---------- Raw data ----------
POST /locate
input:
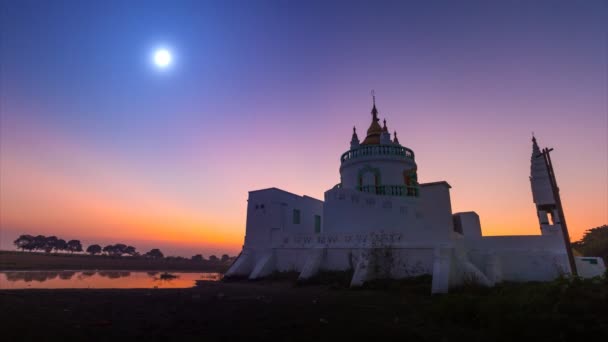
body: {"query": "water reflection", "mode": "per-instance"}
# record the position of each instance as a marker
(101, 279)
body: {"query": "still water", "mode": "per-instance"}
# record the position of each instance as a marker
(100, 279)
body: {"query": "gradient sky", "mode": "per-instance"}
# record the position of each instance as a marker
(97, 144)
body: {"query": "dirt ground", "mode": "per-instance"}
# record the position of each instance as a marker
(281, 311)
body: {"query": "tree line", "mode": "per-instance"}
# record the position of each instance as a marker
(49, 244)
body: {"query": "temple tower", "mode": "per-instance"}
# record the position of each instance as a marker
(542, 193)
(379, 165)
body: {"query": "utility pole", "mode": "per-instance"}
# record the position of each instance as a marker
(560, 209)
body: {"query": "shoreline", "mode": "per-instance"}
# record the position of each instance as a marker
(32, 261)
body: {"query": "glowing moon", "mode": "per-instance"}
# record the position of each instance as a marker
(162, 58)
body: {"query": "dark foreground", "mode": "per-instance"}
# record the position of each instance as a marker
(281, 311)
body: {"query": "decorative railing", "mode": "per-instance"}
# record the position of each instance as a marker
(391, 190)
(378, 150)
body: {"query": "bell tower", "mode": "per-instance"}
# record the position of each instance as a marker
(546, 197)
(542, 193)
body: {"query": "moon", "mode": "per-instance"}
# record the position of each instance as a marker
(162, 58)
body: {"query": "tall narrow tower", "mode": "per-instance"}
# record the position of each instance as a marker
(542, 193)
(548, 202)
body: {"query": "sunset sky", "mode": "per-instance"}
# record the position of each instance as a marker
(100, 145)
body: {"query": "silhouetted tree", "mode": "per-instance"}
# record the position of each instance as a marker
(197, 258)
(130, 250)
(155, 254)
(59, 245)
(49, 243)
(39, 242)
(594, 243)
(74, 246)
(115, 250)
(25, 242)
(94, 249)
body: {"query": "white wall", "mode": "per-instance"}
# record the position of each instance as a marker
(391, 169)
(469, 221)
(270, 212)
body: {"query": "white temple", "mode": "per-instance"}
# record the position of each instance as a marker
(380, 222)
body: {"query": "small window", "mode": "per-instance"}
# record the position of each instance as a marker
(296, 216)
(317, 223)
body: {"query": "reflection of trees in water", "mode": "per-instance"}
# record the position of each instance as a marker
(66, 275)
(114, 274)
(39, 276)
(86, 274)
(212, 276)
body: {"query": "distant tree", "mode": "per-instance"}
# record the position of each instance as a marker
(154, 254)
(25, 242)
(130, 250)
(115, 250)
(39, 242)
(60, 245)
(49, 243)
(594, 243)
(120, 249)
(74, 246)
(94, 249)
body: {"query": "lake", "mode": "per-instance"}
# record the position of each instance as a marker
(100, 279)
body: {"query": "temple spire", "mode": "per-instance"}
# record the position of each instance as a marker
(354, 141)
(535, 149)
(374, 130)
(374, 110)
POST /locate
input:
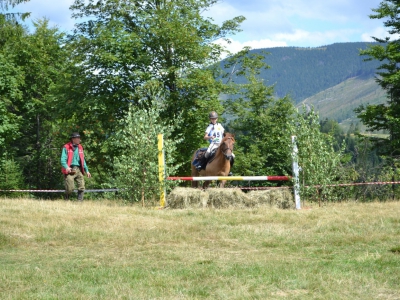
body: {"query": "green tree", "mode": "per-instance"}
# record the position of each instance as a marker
(386, 116)
(32, 66)
(320, 163)
(262, 123)
(135, 169)
(126, 43)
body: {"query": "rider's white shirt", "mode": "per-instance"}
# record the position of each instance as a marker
(216, 131)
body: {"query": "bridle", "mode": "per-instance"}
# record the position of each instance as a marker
(226, 148)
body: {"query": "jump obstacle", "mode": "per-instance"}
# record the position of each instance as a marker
(295, 167)
(236, 178)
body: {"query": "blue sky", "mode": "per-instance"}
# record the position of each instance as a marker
(269, 23)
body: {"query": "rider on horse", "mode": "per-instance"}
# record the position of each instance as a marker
(214, 134)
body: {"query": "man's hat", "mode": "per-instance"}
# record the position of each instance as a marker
(75, 134)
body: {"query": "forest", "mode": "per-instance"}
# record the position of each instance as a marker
(130, 71)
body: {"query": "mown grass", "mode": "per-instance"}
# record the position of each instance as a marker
(101, 250)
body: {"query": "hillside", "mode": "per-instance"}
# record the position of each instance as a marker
(334, 79)
(304, 72)
(338, 102)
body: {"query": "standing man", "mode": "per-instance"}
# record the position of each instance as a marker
(73, 166)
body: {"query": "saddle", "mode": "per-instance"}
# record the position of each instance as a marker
(200, 160)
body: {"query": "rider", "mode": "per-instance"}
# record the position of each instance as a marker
(214, 134)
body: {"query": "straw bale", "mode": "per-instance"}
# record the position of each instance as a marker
(187, 198)
(225, 198)
(279, 198)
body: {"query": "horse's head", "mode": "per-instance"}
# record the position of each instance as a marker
(226, 146)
----------
- _Objective_:
Set every line down exactly as written, leaving each picture out.

- _Task solution_:
POST /locate
input:
body: {"query": "water reflection", "mode": "per-instance"}
# record the position of each instance as a marker
(101, 279)
body: {"query": "still water", "mode": "per-instance"}
# record the position of each instance as a marker
(100, 279)
body: {"query": "gradient sky", "mode": "per-instance"}
# record the position of each instance as a marker
(97, 144)
body: {"query": "dirt ground", "mode": "per-instance"}
# record the position of each instance as a marker
(281, 311)
body: {"query": "tree line", "mode": "per-instance"}
# record the position of each instance as a marker
(49, 244)
body: {"query": "temple tower", "mode": "per-instance"}
# record the position of each instance as a marker
(542, 193)
(379, 165)
body: {"query": "utility pole", "mode": "per-instance"}
# record the position of each instance as a marker
(560, 209)
body: {"query": "shoreline", "mode": "per-instance"}
# record the position of each instance as a marker
(32, 261)
body: {"query": "glowing moon", "mode": "per-instance"}
# record the position of each instance as a marker
(162, 58)
body: {"query": "dark foreground", "mode": "per-instance"}
# record the position of each instance as a marker
(281, 311)
body: {"query": "decorative railing", "mode": "per-instance"}
# record the position of each instance as a marker
(391, 190)
(378, 150)
body: {"query": "bell tower", "mode": "per-instance"}
# record the position of each instance as a marker
(546, 197)
(542, 193)
body: {"query": "moon", "mode": "per-instance"}
# record the position of each instance as a marker
(162, 58)
body: {"query": "tall narrow tower", "mode": "per-instance"}
# record the position of each instance as a marker
(542, 193)
(548, 202)
body: {"query": "sunset sky", "mode": "per-instance"}
# record the position of each instance as a marker
(100, 145)
body: {"query": "silhouetted tree", "mode": "per-instance"}
# record the position of each instance as a marker
(197, 258)
(130, 250)
(155, 254)
(59, 245)
(49, 243)
(39, 242)
(594, 243)
(74, 246)
(115, 250)
(25, 242)
(94, 249)
body: {"query": "white wall", "mode": "per-instance"}
# record the position of each instance as a marker
(391, 169)
(469, 221)
(270, 212)
body: {"query": "white temple", "mode": "per-instance"}
# record the position of each instance as a marker
(380, 222)
body: {"query": "small window", "mode": "per-instance"}
# record the position of each instance as a marker
(296, 216)
(317, 223)
body: {"query": "reflection of trees in water", "mode": "per-instance"}
# record the position of each instance as a marker
(66, 275)
(114, 274)
(39, 276)
(86, 274)
(212, 276)
body: {"query": "distant tree", "mode": "per-instance"}
# record the position of each instance as a marker
(154, 254)
(25, 242)
(130, 250)
(115, 250)
(39, 242)
(60, 245)
(49, 243)
(594, 243)
(120, 249)
(74, 246)
(94, 249)
body: {"query": "lake", "mode": "per-instance"}
# record the position of each instance as a marker
(100, 279)
body: {"query": "temple spire", "mode": "per-instance"}
# record the position of each instance as a marker
(354, 141)
(535, 149)
(374, 130)
(374, 110)
POST /locate
input:
body: {"query": "green tree", "mode": "per-instance"}
# record the position of each instance as a marker
(386, 116)
(32, 66)
(320, 163)
(262, 123)
(135, 169)
(126, 43)
body: {"query": "rider's white shirt", "mode": "per-instance"}
# record the position of each instance as a marker
(216, 131)
body: {"query": "bridle", "mode": "per-instance"}
# record the position of each instance as a marker
(226, 148)
body: {"query": "jump obstacle", "mode": "per-instance"}
# record the position of each instance as a marker
(295, 167)
(236, 178)
body: {"query": "blue sky", "mode": "per-instance"}
# record the position of each instance as a marker
(269, 23)
body: {"query": "rider on horse", "mode": "per-instance"}
# record the position of each instance as a marker
(214, 134)
body: {"query": "man's hat", "mode": "per-instance"}
# record the position of each instance as a marker
(75, 134)
body: {"query": "forest", "mode": "per-instance"}
# record the position of each instance as a marker
(130, 71)
body: {"query": "mown grass", "mode": "per-instance"}
# record the position of each instance as a marker
(101, 250)
body: {"query": "hillside", "mode": "per-instance"}
# record the position of each instance as a marker
(334, 79)
(304, 72)
(338, 102)
body: {"query": "standing man", "mode": "per-instance"}
# record the position of each instance as a marker
(73, 166)
body: {"query": "saddle", "mode": "per-instance"}
# record the position of each instance as a marker
(200, 160)
body: {"query": "rider", "mode": "per-instance"}
# record the position of each instance as a marker
(214, 134)
body: {"query": "straw bale", "mode": "per-instance"}
# record the position of each instance as a marker
(187, 198)
(225, 198)
(279, 198)
body: {"query": "horse's head", "mode": "per-instance"}
# record the position of each instance as a marker
(226, 146)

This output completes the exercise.